START TEXT UNDER STUDY

The wrong tool is more pressure: tighter deadlines, blunter feedback, someone above them saying, more or less, just do it. This doesn’t work. Stagnation looks like a motivation problem from the outside. It rarely is one. What’s actually happening, below conscious strategy, is that the brain has classified visibility, or a wrong decision, or a direct conversation, as dangerous. Not inconvenient. Dangerous. That reaction has a name: a freeze response, triggered the moment a perceived threshold gets crossed. Underneath it sits what Dr. Fernandez calls protective logic, a survival strategy that made sense once, in a context that no longer exists, and never got the update. No amount of external pressure talks a nervous system out of a threat it has already decided is real.

The language a leader uses to describe their stuckness is never incidental, Dr. Fernandez notes. When someone says they “need more buy-in” before deciding, or they’re “not ready yet” to apply, that phrase is protecting them from the truer sentence underneath: I’m afraid of what it will mean about me if this goes badly. The first real move in the work, she says, is naming that fear specifically, not the polished version, the actual thing. Vague dread keeps a person stuck indefinitely. A named, concrete fear is something a person can work with.

Once the fear has a name, the next move is reframing what’s at stake. Most of these leaders, Dr. Fernandez has found, operate in verdict thinking: every outcome becomes a referendum on their worth. A decision that goes wrong isn’t information; it’s proof. A rejected application isn’t data; it’s confirmation. The shift she coaches toward is a verdict to experiment: not “what does this say about me,” but “what will this teach me.” It sounds small. In practice, it’s the difference between a leader who can tolerate trying and one who can’t.

END TEXT UNDER STUDY
START MATERIAL SHOWN

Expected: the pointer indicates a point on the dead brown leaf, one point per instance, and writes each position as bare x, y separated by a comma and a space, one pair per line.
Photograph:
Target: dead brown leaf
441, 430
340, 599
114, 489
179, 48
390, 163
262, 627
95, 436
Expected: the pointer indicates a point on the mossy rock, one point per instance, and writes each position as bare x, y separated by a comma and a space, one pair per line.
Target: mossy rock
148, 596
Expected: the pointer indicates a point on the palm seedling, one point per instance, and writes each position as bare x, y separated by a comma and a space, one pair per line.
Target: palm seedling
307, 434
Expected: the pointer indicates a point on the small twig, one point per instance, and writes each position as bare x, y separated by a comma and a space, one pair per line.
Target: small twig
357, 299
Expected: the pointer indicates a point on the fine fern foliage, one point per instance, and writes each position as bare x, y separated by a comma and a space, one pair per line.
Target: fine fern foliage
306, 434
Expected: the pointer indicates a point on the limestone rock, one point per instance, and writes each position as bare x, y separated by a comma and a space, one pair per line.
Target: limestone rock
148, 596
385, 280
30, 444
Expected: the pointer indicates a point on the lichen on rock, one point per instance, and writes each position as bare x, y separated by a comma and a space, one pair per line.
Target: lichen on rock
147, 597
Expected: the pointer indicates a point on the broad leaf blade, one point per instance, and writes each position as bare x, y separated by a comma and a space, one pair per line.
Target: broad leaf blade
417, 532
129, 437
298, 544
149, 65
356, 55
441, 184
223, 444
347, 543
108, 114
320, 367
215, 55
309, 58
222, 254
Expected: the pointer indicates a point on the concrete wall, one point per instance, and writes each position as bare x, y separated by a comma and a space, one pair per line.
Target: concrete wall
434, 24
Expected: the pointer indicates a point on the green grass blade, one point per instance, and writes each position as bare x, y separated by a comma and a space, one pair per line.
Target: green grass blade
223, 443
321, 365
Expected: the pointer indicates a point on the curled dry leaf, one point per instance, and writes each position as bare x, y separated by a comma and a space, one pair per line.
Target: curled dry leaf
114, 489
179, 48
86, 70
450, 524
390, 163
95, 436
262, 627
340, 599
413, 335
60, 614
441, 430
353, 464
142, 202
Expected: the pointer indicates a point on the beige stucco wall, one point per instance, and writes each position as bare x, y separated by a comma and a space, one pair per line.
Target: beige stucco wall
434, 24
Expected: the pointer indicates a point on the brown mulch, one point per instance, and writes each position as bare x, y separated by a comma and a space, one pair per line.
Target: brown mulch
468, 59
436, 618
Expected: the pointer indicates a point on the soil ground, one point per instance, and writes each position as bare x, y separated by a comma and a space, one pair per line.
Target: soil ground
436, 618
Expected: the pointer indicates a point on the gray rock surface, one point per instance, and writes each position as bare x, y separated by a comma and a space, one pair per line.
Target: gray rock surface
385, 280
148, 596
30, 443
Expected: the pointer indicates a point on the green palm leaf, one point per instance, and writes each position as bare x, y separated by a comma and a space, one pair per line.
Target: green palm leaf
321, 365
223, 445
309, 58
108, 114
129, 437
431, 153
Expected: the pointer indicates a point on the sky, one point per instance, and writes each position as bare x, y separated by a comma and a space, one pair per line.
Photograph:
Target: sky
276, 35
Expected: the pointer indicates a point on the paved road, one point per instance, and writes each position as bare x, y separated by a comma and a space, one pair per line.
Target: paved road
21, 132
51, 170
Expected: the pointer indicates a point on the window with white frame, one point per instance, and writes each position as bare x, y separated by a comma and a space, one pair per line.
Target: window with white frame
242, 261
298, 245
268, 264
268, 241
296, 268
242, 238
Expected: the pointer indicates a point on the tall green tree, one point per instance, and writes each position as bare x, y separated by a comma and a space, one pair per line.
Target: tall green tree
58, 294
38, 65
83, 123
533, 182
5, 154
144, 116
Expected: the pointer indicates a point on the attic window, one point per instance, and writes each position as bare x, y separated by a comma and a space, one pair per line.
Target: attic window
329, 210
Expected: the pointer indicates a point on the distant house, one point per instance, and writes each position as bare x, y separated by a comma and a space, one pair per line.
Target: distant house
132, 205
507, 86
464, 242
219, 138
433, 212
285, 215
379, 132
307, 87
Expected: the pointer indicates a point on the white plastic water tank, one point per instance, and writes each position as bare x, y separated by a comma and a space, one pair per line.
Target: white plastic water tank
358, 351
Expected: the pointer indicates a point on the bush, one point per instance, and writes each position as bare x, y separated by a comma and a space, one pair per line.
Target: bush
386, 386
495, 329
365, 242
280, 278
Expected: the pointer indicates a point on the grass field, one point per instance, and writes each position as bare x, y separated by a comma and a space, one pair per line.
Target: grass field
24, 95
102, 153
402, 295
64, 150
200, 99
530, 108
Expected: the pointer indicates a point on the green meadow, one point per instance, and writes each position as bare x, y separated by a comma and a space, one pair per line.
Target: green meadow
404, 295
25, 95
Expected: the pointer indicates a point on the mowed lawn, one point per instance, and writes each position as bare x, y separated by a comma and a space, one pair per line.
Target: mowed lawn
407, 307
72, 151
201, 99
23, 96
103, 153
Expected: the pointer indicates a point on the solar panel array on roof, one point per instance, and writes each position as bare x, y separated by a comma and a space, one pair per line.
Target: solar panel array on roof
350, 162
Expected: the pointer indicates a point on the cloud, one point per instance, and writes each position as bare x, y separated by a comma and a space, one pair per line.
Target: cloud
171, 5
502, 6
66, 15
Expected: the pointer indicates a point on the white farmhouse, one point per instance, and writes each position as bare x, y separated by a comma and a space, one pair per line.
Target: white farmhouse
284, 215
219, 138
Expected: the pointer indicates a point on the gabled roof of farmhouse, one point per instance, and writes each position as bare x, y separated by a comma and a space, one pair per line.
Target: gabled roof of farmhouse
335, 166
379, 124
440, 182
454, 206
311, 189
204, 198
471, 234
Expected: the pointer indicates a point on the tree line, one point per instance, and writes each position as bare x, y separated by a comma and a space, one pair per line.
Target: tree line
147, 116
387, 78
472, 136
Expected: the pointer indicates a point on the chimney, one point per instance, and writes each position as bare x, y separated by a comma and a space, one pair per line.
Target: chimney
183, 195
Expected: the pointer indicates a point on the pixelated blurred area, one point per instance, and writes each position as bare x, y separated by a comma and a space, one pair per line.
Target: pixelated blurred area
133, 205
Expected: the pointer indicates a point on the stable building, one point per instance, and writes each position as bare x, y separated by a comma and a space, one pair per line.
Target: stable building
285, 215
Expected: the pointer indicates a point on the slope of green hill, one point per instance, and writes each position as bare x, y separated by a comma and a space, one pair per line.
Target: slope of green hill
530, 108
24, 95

END MATERIAL SHOWN

# [GOAL OF THE EXERCISE]
Answer these questions using the text on stuck leaders:
(a) What name does the text give the reaction triggered when a perceived threshold gets crossed?
(b) According to Dr. Fernandez, what is the first real move in the work?
(c) What kind of thinking turns every outcome into a referendum on a leader's worth?

# [COMPLETED EXERCISE]
(a) A freeze response.
(b) Naming the fear specifically: the actual thing, not the polished version.
(c) Verdict thinking.